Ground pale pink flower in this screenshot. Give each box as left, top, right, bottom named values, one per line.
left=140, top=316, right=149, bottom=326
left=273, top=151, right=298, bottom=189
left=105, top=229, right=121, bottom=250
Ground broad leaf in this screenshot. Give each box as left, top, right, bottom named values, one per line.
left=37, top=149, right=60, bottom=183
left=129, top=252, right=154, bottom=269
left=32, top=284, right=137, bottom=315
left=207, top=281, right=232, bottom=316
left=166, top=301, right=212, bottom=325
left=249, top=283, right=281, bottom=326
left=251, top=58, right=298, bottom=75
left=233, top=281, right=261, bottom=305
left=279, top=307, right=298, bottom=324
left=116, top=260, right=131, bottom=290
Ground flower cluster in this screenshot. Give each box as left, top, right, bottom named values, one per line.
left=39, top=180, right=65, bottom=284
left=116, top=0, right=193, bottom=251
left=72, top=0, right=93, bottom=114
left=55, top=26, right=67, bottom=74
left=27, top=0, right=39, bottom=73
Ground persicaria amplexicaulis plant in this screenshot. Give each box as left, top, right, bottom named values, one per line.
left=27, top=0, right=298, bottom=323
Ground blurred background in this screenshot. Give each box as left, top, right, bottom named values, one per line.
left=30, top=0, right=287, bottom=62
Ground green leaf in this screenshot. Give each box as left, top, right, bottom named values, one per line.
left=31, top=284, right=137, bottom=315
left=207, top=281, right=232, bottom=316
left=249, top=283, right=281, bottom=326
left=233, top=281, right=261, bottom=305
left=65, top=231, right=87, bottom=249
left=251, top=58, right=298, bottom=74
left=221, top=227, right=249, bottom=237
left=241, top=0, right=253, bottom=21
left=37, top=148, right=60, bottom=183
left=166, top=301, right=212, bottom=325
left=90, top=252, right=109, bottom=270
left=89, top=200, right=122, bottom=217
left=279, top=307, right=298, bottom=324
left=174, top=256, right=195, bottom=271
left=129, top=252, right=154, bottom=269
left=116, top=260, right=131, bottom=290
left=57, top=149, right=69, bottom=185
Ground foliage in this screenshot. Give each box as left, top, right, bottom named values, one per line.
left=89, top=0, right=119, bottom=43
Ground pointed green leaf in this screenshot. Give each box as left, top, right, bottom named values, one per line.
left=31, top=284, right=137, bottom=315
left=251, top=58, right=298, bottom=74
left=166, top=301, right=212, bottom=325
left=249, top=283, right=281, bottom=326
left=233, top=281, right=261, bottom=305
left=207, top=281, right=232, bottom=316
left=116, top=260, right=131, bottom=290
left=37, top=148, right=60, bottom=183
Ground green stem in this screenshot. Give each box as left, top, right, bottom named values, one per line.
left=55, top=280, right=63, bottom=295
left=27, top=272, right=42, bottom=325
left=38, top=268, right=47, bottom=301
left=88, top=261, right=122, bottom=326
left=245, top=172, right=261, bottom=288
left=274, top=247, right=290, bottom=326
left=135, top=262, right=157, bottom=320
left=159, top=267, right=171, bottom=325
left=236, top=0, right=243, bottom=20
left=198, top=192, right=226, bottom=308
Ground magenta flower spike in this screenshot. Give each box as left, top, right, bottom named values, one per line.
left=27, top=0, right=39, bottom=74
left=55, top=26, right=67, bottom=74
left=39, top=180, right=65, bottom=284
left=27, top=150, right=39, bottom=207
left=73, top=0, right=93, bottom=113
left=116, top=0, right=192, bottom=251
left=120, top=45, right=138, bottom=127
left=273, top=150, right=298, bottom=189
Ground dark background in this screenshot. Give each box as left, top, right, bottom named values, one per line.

****

Output an exact copy of each record.

- _PROBLEM SOLUTION_:
Ground pale pink flower in this screenshot. Give each box as left, top, right, bottom named values, one per line.
left=140, top=316, right=149, bottom=326
left=273, top=151, right=298, bottom=189
left=105, top=229, right=121, bottom=250
Ground broad leaf in this screenshot. Give each box as left, top, right, bottom named values, one per line.
left=37, top=149, right=60, bottom=183
left=129, top=252, right=154, bottom=269
left=32, top=284, right=137, bottom=315
left=207, top=281, right=232, bottom=316
left=166, top=301, right=212, bottom=325
left=249, top=283, right=281, bottom=326
left=251, top=58, right=298, bottom=75
left=233, top=281, right=261, bottom=305
left=279, top=307, right=298, bottom=324
left=116, top=260, right=131, bottom=290
Ground flower cluster in this screenshot. Give each box as left, top, right, bottom named values, one per line.
left=39, top=180, right=65, bottom=284
left=116, top=0, right=193, bottom=251
left=72, top=0, right=93, bottom=114
left=55, top=26, right=67, bottom=74
left=27, top=0, right=39, bottom=73
Ground persicaria amplexicaulis plant in this screenshot. Give each box as left, top, right, bottom named values, one per line.
left=27, top=0, right=298, bottom=323
Ground blurred background in this screenshot. Give each box as left, top, right, bottom named values, one per line.
left=30, top=0, right=287, bottom=62
Ground green leaf in this screenshot. Give each box as left, top, right, bottom named values, one per line.
left=31, top=284, right=137, bottom=315
left=207, top=281, right=232, bottom=316
left=249, top=283, right=281, bottom=326
left=233, top=281, right=261, bottom=305
left=65, top=231, right=87, bottom=249
left=251, top=58, right=298, bottom=74
left=221, top=227, right=249, bottom=237
left=241, top=0, right=253, bottom=21
left=37, top=148, right=60, bottom=183
left=166, top=301, right=212, bottom=325
left=90, top=252, right=109, bottom=270
left=89, top=200, right=122, bottom=217
left=279, top=307, right=298, bottom=324
left=174, top=256, right=195, bottom=271
left=129, top=252, right=154, bottom=269
left=116, top=260, right=131, bottom=290
left=57, top=149, right=69, bottom=185
Ground foliage in this screenshot. Give each box as left, top, right, bottom named values, one per line.
left=89, top=0, right=119, bottom=43
Ground pointed green leaf in this screenshot. Give each box as left, top, right, bottom named values, one per line.
left=31, top=284, right=137, bottom=315
left=251, top=58, right=298, bottom=74
left=166, top=301, right=212, bottom=325
left=249, top=283, right=281, bottom=326
left=233, top=281, right=261, bottom=305
left=207, top=281, right=232, bottom=316
left=116, top=260, right=131, bottom=290
left=37, top=148, right=60, bottom=183
Ground green stem in this screenshot. Give each box as left, top, right, bottom named values, one per line.
left=55, top=280, right=63, bottom=295
left=27, top=272, right=42, bottom=325
left=38, top=268, right=47, bottom=301
left=88, top=261, right=122, bottom=326
left=245, top=172, right=261, bottom=288
left=274, top=247, right=290, bottom=326
left=135, top=262, right=157, bottom=320
left=159, top=267, right=171, bottom=325
left=236, top=0, right=243, bottom=20
left=198, top=192, right=226, bottom=308
Ground magenta flower spike in this screenshot. Give each box as left, top, right, bottom named values, one per line.
left=27, top=0, right=39, bottom=74
left=55, top=26, right=67, bottom=74
left=39, top=180, right=65, bottom=284
left=27, top=150, right=39, bottom=207
left=73, top=0, right=93, bottom=113
left=116, top=0, right=192, bottom=251
left=120, top=45, right=138, bottom=127
left=273, top=150, right=298, bottom=189
Ground dark background in this screenshot. Give each box as left, top, right, bottom named values, one per line.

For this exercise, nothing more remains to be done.